**EXERCISE:** Will you output the entries below exactly, skipping every image they contain?

(Point annotation dataset records)
..............................

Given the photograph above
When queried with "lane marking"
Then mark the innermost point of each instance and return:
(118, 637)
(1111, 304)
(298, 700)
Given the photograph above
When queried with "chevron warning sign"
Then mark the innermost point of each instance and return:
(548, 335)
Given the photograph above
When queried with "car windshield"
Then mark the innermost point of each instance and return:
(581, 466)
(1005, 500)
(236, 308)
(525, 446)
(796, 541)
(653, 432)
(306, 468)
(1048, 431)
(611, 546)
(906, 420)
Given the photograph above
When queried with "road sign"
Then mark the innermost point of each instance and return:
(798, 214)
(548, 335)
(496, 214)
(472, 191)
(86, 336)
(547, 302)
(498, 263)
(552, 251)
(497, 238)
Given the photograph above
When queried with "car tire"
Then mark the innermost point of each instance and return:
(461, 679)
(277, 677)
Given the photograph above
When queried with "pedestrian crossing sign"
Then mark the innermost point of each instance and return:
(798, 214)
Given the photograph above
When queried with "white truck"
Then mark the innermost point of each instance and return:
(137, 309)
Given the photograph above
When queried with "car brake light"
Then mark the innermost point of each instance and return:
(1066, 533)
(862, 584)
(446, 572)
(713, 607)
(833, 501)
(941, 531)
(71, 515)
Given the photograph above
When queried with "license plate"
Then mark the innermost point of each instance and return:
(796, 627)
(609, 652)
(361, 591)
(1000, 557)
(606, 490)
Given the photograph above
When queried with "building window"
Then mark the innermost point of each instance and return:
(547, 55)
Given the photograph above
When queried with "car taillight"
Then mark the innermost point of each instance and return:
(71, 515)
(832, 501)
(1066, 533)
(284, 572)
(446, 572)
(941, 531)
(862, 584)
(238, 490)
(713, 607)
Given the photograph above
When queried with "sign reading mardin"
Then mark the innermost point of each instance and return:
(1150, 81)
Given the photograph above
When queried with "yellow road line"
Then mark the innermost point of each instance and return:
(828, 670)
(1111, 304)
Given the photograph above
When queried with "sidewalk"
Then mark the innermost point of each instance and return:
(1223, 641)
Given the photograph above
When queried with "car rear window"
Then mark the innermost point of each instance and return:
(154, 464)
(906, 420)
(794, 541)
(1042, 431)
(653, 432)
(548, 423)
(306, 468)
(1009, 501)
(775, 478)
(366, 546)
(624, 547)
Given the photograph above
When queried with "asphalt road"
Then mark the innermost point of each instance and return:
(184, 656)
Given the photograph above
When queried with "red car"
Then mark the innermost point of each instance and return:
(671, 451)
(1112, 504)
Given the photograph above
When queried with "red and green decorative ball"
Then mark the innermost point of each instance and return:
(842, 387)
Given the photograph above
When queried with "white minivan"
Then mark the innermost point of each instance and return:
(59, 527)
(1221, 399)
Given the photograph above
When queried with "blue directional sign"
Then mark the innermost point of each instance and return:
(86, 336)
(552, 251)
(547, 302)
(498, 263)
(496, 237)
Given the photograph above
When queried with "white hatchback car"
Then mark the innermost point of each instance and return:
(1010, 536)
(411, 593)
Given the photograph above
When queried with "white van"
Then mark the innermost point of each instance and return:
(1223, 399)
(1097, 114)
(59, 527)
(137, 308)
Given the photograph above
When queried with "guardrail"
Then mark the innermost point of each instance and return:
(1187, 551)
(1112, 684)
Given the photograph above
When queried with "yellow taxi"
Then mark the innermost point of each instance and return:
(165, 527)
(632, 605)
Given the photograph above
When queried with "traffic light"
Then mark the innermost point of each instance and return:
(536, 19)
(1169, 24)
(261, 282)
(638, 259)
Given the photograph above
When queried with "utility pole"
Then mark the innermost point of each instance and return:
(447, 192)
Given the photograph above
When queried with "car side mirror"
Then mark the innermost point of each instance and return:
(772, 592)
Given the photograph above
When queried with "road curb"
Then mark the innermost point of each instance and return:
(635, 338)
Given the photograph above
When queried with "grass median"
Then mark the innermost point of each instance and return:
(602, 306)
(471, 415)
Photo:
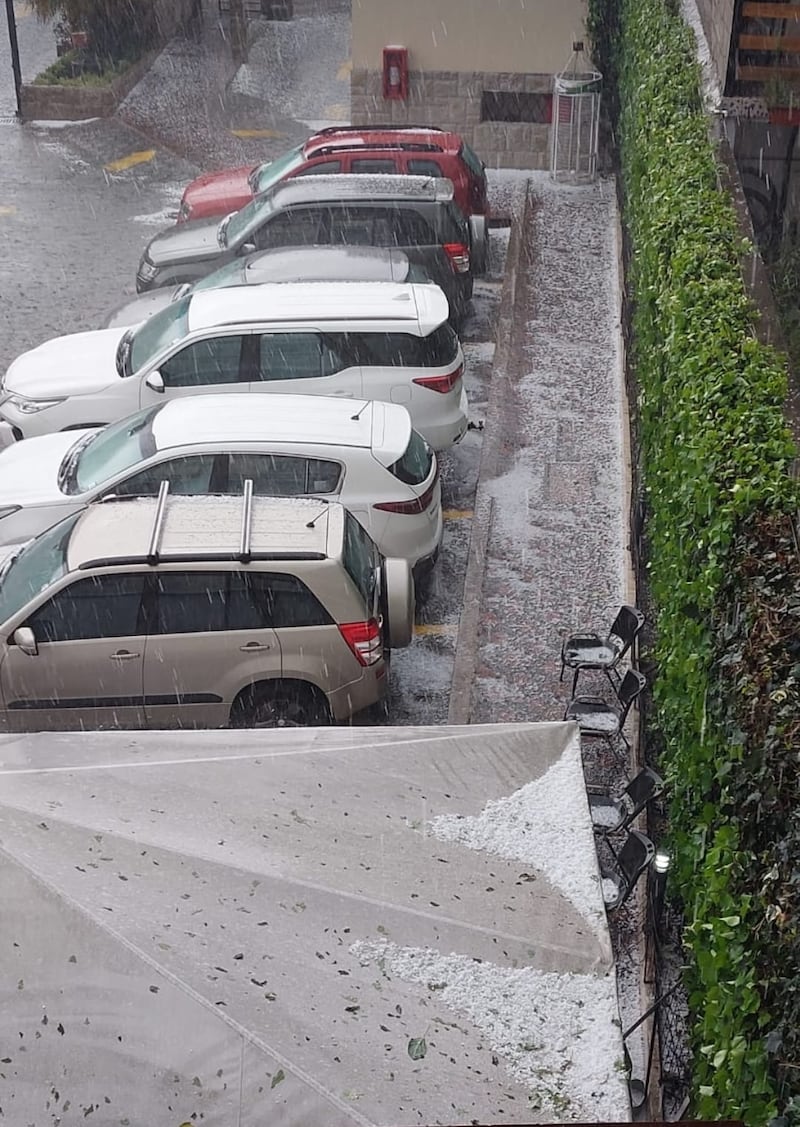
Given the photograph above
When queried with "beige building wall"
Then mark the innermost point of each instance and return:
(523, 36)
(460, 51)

..............................

**ANSWER BELOW:**
Given the photograph above
When queried with "lane marking"
Then mark the innermost point of each instance and return:
(118, 637)
(1111, 304)
(298, 700)
Given the photograph above
When queried with "chevron warning sign"
Then mark the innermost point of each instance and return:
(548, 335)
Given the photograph above
When queried with "car windshield"
Then mark the innermost point of each instance and return:
(581, 466)
(1005, 500)
(236, 308)
(525, 446)
(796, 541)
(653, 432)
(306, 468)
(1048, 431)
(611, 546)
(906, 420)
Given the photograph above
When queried with "road sign"
Then mark the innermost point of each instance and return:
(798, 214)
(548, 335)
(496, 214)
(472, 191)
(86, 336)
(547, 302)
(498, 263)
(552, 251)
(497, 238)
Given the photograph above
When queried with "car tire"
Then mark the innermost point of each instance and return:
(461, 679)
(277, 677)
Given the photograph above
When queried with "pedestrian crossing sign"
Then mark the innermost point of each instance and return:
(798, 214)
Given the photograph above
When queried with "white truck"
Then mark the innermost point of each instance and return:
(137, 309)
Given the photograph above
When queried with "car brake light"
Then mark the innermost point of each instance and return:
(1066, 533)
(862, 584)
(446, 572)
(713, 607)
(833, 501)
(941, 531)
(71, 515)
Given the photograph above
When queried with "license plate"
Then mark the innermost point of each instance and return:
(796, 627)
(609, 652)
(361, 591)
(1000, 557)
(606, 490)
Given the photograph above
When queried with "building window"
Then mark the innermost point of each instance and return:
(547, 55)
Given the photograph above
When queried with "car taillight"
Then mark the innermost point of each instance and return:
(71, 515)
(832, 501)
(1066, 533)
(284, 572)
(446, 572)
(941, 531)
(862, 584)
(238, 490)
(713, 607)
Given the photograph above
When queried with "sign reading mardin"
Then mark the innermost point of each instance and return:
(1150, 81)
Given the photograph above
When queried with "yellow road line"
Then mark the innermost point of each instance and return:
(828, 670)
(1111, 304)
Given the photograph above
When queried with "sidewalk"
Then mark the innermost point of each instance and return:
(1223, 641)
Given the photograph above
When queried with "car rear window"
Then mark the innermost point of each instance and return:
(154, 464)
(906, 420)
(794, 541)
(1042, 431)
(653, 432)
(548, 423)
(306, 468)
(1009, 501)
(775, 478)
(366, 546)
(624, 547)
Given the photograph above
When queried with "asphalt road"
Then mark the innermost point of each instance and return:
(184, 656)
Given the photograph above
When queried with "red car"
Then mark the innermost point of each instance and return:
(671, 451)
(1112, 504)
Given the photograph above
When queried with "red and green decorative ball"
Then mark the innermost point of each instance and return:
(842, 387)
Given the photograph above
When queried with "white minivan"
Then mark the innermost point of each instance and return:
(59, 527)
(1221, 399)
Given the photograph above
When queried with "blue directional sign"
Then mark the innermost point of each instance and return:
(86, 336)
(552, 251)
(547, 302)
(498, 263)
(496, 237)
Given the photograph above
When queried with "white hatchback car"
Then mark the innermost point of each instance and return:
(1010, 536)
(411, 593)
Given the photograph above
When queried with "white van"
Then mark the innermost point of each instance and return:
(1223, 399)
(1097, 114)
(59, 527)
(137, 308)
Given the photograph above
When queried with "guardrail"
Then mark the innermost point of each instance and return:
(1187, 551)
(1112, 684)
Given the photograph above
When queried with "yellow taxi"
Then mark the innermost point of each instance and return:
(165, 527)
(632, 605)
Given the photograph above
When queried with "traffic light"
Then mark the innermost point of each instance and return:
(536, 19)
(1169, 24)
(261, 282)
(638, 259)
Given the photograph above
When queried with "utility pole"
Then mark the innermost point of each instance and return:
(447, 192)
Given the photograph above
When queried with "car side mirror"
Then mark the innermost point of each instance and return:
(772, 592)
Given the photograph above
When queried with "road curb"
Then mark the innermost point of each instance and return:
(635, 338)
Given the photograph above
When queried with "grass median"
Then mark the innermost point of each instance and return:
(602, 306)
(471, 415)
Photo:
Given the photograph above
When queried with "beige building wall"
Then mark the innermost point of each instance and return:
(523, 36)
(460, 51)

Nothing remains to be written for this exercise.